* **GIVEN TASK 1**
According to the talk page about radix, what problem other than redundant wording does the first comment find in PARDEEP BHANDARI's revision?

* **DOCUMENT SECTION**
######
Talk:Radix/Old talk page

Latest comment: 10 years ago by Graham87 in topic Note

Untitled

I dislike PARDEEP BHANDARI's revision because it contains redundant wording, for example "recognizes and hence uses" and the fact that "symbol (or digit or numeral)" is repeated three times. "It must also be noted that various Positional Numeral Systems differ from one another mainly due to Base/Radix they use." is entirely redundant since this fact follows from the definition. And it is not only the "main" difference, but the only difference. This version also has the problem that it erroneously capitalizes every other word.

- Fredrik | talk 21:17, 20 Nov 2004 (UTC)

The sentence

"When describing radix in mathematical notation, b is generally used as a symbol for this concept; so, for a binary system, b equals 2."

sounds confusing. I don't understand what's meant. I would have guessed that a trailing "b" can be used instead of using 2 as subscript e.g., 101b equals 1012 (5 in decimal). However it reads as if you could replace any 2 with "b". Maybe it's meant that b is used as subscript. If that's true, the sentence should be changed to

"When describing radix in mathematical notation, the letter b - for binary - is generally used as subscript instead of 2 e.g., 101b."
######
* **PROVIDED RECORDS**
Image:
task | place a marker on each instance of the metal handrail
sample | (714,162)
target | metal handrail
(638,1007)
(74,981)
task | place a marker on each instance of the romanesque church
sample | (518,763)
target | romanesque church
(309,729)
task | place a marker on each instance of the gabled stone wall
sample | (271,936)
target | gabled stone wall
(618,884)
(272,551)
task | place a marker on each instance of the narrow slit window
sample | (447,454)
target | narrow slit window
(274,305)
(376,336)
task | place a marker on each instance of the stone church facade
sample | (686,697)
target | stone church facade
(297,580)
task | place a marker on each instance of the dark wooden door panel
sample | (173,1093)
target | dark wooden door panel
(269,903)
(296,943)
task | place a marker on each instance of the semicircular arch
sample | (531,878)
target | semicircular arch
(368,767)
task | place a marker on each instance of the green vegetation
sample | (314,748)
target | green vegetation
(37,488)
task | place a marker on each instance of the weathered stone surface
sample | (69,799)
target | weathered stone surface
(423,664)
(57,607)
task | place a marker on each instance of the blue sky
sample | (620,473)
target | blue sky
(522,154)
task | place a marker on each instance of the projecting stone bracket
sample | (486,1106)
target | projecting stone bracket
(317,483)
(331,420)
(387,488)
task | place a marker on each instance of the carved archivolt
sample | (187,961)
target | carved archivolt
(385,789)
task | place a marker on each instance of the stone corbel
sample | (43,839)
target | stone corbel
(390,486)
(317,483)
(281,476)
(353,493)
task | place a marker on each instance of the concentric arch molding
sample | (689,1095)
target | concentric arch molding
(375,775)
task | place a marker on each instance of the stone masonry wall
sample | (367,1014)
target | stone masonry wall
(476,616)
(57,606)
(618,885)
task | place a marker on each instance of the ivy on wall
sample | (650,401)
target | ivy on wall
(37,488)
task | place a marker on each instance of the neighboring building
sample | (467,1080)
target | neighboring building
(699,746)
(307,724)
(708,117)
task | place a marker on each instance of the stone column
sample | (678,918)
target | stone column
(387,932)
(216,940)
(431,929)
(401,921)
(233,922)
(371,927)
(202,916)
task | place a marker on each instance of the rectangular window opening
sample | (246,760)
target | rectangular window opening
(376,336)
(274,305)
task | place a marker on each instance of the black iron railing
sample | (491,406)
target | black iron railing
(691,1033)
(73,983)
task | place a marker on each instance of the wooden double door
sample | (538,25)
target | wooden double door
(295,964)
######
* **GIVEN TASK 2**
Rewrite the records starting at the line that contains "task | place a marker on each instance of the ivy" and ending at the end of the records, changing "stone column" to "stone pillar" and leaving everything else unchanged.

* **FINAL ANSWER 1**
It erroneously capitalizes every other word.

* **FINAL ANSWER 2**
task | place a marker on each instance of the ivy on wall
sample | (650,401)
target | ivy on wall
(37,488)
task | place a marker on each instance of the neighboring building
sample | (467,1080)
target | neighboring building
(699,746)
(307,724)
(708,117)
task | place a marker on each instance of the stone pillar
sample | (678,918)
target | stone pillar
(387,932)
(216,940)
(431,929)
(401,921)
(233,922)
(371,927)
(202,916)
task | place a marker on each instance of the rectangular window opening
sample | (246,760)
target | rectangular window opening
(376,336)
(274,305)
task | place a marker on each instance of the black iron railing
sample | (491,406)
target | black iron railing
(691,1033)
(73,983)
task | place a marker on each instance of the wooden double door
sample | (538,25)
target | wooden double door
(295,964)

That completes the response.